Exercise instructions:
• 1. Retype the part of the page on young journalists starting at "Young Journalists in" and ending at "Mar 31, 2015.".
• 2. From the entries, extract every line that contains the string "crust". Case counts.

Text section:
↓↓↓
Young Journalists in the News

SEJ posts information about the work of young journalists who are making an impact on their world; opportunities; useful websites; and items of interest about news, activities and events centered on young people implementing change.

Events & Opportunities


  • Canada's Next Green Journalist is an annual competition, part of Young Reporters for the Environment's international awards program. The Canadian program is coordinated by Environmental Defence, and recognizes inspired stories, photos and videos about local environmental issues from 11-18 year olds. Win great prizes for your school. Deadline: Mar 31, 2015.
  • The Radio Television Digital News Association offers 8 scholarships and 4 RTDNF fellowships for outstanding students or young professionals (<10 years experience in the field) pursuing careers in radio, television, or online news. Deadline: Apr 30, 2015.
  • The Evert Clark/Seth Payne Award recognizes outstanding reporting and writing in non-technical, print journalism only, in any field of science, by science writers aged 30 years and younger. The winner receives $1,000 and expenses to attend the combined annual meeting of the National Association of Science Writers (NASW)/Council for the Advancement of Science Writing (CASW). Deadline: June 30, 2015.
  • Financial Aid for Minority Students lists scholarship opportunities for African-Americans, Hispanics, women, and other specific minority groups, as well as more generalized awards that are made available to applicants belonging to any underrepresented demographic.
  • A project of the American Society of News Editors, the High School Journalism Initiative offers great resources for students and teachers and a weekly contest for students to be recognized for great journalistic writing, photos and videos.


  • To encourage students to sharpen their abilities to communicate the outdoor experience, the Outdoor Writers Association of America offers the annual Norm Strung Youth Writing Contest. The contest features separate categories for poetry and prose, with cash awards in each, for two different divisions, senior (grades 9-12) and junior (grades 6-8). The work must have been published in a newsletter, newspaper, magazine, literary collection, etc. during the previous calendar year. The publication can be school or club related, or commercial. Deadline: Mar 16, 2015.
↑↑↑
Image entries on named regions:
↓↓↓
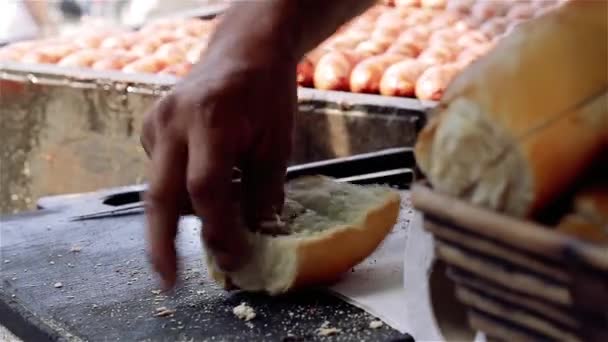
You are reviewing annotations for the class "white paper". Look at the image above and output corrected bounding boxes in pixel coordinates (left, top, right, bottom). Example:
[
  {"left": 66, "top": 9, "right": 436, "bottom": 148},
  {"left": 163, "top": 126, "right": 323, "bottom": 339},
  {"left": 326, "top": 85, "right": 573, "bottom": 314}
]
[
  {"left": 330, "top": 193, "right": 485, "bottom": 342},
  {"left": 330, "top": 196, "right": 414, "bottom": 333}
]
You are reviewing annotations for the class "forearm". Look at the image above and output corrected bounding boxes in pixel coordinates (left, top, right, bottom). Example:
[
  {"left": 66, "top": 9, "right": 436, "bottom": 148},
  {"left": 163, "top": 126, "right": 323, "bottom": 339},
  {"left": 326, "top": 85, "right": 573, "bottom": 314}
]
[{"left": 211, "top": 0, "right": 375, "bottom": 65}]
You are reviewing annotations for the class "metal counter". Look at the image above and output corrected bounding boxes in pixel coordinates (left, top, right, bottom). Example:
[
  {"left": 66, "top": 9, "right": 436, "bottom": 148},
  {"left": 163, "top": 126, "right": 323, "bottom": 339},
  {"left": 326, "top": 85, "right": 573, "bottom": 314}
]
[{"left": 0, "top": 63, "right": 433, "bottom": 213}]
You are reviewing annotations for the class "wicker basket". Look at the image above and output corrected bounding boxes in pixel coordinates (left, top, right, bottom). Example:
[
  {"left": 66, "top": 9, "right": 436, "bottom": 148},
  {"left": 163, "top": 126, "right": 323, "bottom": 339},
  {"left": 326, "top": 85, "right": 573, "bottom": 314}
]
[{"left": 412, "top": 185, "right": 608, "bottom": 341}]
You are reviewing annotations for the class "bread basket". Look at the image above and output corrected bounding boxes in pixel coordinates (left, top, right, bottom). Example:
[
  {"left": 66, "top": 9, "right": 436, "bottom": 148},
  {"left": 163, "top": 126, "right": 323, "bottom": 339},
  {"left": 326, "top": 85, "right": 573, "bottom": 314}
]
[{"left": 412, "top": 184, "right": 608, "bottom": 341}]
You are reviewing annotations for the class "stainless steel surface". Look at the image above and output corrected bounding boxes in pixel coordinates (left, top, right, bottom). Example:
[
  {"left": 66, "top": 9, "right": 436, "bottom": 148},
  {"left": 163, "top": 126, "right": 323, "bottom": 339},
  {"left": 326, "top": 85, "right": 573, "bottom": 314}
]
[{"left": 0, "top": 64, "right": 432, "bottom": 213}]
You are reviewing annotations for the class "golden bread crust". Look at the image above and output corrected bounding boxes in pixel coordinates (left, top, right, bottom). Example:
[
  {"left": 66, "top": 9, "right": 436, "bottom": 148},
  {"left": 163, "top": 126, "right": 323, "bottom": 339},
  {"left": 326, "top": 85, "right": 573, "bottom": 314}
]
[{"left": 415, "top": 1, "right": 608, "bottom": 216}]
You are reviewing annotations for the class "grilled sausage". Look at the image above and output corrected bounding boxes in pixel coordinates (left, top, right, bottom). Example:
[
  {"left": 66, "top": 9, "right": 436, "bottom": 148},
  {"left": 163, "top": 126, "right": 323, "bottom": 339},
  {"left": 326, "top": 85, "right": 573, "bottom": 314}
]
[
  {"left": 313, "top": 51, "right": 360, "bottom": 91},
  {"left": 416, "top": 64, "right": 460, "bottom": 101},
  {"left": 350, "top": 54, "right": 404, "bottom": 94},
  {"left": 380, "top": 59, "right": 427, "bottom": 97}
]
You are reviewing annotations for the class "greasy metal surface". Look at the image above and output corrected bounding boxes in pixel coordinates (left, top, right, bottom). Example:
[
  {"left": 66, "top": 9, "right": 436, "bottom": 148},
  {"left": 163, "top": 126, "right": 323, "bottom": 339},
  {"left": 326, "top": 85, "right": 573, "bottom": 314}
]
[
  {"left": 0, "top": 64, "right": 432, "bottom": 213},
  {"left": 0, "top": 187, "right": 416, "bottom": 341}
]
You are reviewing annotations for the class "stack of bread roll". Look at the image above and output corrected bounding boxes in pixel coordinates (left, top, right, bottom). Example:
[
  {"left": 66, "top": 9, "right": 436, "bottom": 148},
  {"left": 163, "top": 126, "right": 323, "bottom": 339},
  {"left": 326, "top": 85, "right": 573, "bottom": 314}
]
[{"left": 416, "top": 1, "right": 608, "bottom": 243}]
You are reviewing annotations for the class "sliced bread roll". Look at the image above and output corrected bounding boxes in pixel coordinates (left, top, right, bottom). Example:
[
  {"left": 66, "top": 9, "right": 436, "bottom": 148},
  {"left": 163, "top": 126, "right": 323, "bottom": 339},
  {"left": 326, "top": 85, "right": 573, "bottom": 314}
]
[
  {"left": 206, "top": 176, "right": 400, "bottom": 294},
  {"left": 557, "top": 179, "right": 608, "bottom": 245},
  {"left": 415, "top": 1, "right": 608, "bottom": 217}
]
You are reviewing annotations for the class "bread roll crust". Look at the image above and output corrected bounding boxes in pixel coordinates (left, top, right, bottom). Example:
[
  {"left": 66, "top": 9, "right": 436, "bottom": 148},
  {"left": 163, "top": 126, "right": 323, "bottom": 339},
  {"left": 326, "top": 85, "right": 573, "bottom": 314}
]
↑↑↑
Final answers:
• 1.
Young Journalists in the News

SEJ posts information about the work of young journalists who are making an impact on their world; opportunities; useful websites; and items of interest about news, activities and events centered on young people implementing change.

Events & Opportunities


  • Canada's Next Green Journalist is an annual competition, part of Young Reporters for the Environment's international awards program. The Canadian program is coordinated by Environmental Defence, and recognizes inspired stories, photos and videos about local environmental issues from 11-18 year olds. Win great prizes for your school. Deadline: Mar 31, 2015.

• 2.
You are reviewing annotations for the class "golden bread crust". Look at the image above and output corrected bounding boxes in pixel coordinates (left, top, right, bottom). Example:
You are reviewing annotations for the class "bread roll crust". Look at the image above and output corrected bounding boxes in pixel coordinates (left, top, right, bottom). Example:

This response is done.